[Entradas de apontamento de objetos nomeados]
################
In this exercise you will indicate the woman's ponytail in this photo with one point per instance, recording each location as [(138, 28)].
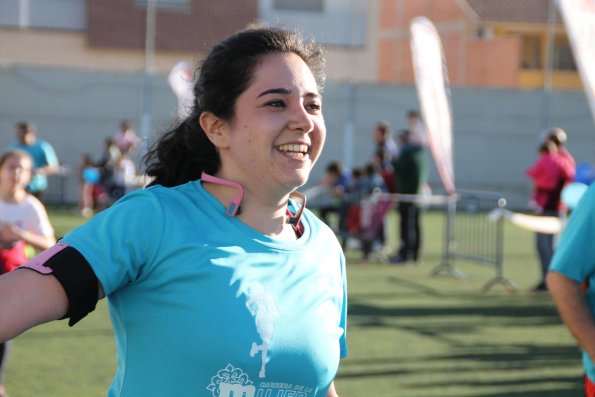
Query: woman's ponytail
[(182, 154)]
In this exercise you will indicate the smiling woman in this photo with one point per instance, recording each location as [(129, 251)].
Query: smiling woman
[(245, 287)]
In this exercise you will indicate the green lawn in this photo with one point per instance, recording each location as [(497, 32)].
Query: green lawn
[(409, 334)]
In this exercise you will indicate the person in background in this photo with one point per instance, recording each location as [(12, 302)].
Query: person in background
[(416, 128), (23, 221), (559, 137), (410, 176), (126, 139), (338, 183), (384, 143), (45, 161), (219, 281), (550, 173), (571, 282)]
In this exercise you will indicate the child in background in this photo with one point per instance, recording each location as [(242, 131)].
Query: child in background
[(23, 221)]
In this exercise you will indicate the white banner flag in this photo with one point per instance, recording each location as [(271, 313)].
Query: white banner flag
[(181, 82), (433, 92), (579, 19)]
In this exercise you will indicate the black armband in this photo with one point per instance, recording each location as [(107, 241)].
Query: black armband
[(75, 275)]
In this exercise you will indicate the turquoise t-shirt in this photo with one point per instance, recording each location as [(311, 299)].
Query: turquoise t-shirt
[(575, 255), (203, 305)]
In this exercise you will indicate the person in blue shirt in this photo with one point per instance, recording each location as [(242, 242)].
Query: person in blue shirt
[(45, 161), (219, 281), (571, 282)]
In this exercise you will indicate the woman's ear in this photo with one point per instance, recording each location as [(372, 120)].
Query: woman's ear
[(215, 128)]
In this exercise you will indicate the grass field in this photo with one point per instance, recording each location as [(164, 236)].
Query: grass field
[(409, 334)]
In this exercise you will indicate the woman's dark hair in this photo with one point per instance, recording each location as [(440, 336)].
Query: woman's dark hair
[(184, 152)]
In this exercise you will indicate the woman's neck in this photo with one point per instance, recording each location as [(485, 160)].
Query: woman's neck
[(269, 217), (13, 196)]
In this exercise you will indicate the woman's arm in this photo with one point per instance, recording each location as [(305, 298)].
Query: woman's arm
[(331, 391), (572, 306), (27, 299)]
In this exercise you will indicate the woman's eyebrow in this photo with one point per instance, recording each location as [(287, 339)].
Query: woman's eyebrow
[(285, 91)]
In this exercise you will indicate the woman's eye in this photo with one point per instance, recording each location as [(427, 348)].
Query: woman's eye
[(276, 104), (315, 106)]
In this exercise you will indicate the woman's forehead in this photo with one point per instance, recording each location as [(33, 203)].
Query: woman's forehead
[(286, 71)]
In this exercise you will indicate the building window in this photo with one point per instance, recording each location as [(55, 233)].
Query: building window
[(172, 5), (43, 14), (299, 5), (531, 55), (563, 58)]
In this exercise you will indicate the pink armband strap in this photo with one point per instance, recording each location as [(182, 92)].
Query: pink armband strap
[(75, 275)]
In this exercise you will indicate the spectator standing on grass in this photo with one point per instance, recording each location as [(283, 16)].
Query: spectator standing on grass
[(416, 128), (23, 221), (550, 173), (126, 139), (45, 161), (411, 170), (571, 282), (218, 280), (338, 183), (384, 143)]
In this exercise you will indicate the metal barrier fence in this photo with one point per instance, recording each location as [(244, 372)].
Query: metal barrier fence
[(470, 235)]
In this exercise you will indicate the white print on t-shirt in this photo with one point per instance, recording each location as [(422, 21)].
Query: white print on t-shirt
[(264, 310), (233, 382)]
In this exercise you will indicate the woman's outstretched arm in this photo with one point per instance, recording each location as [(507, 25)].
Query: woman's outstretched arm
################
O QUE SE PEDE
Repita sem alterações as linhas, começando na primeira e terminando na que contém "[(245, 287)]", ambas incluídas. Deixe as imagens fora da resposta.

RESULTADO DA TAREFA
In this exercise you will indicate the woman's ponytail in this photo with one point per instance, recording each location as [(138, 28)].
Query: woman's ponytail
[(182, 154)]
In this exercise you will indicate the smiling woman in this photo with one point per instance, recording each location as [(129, 251)].
Query: smiling woman
[(245, 287)]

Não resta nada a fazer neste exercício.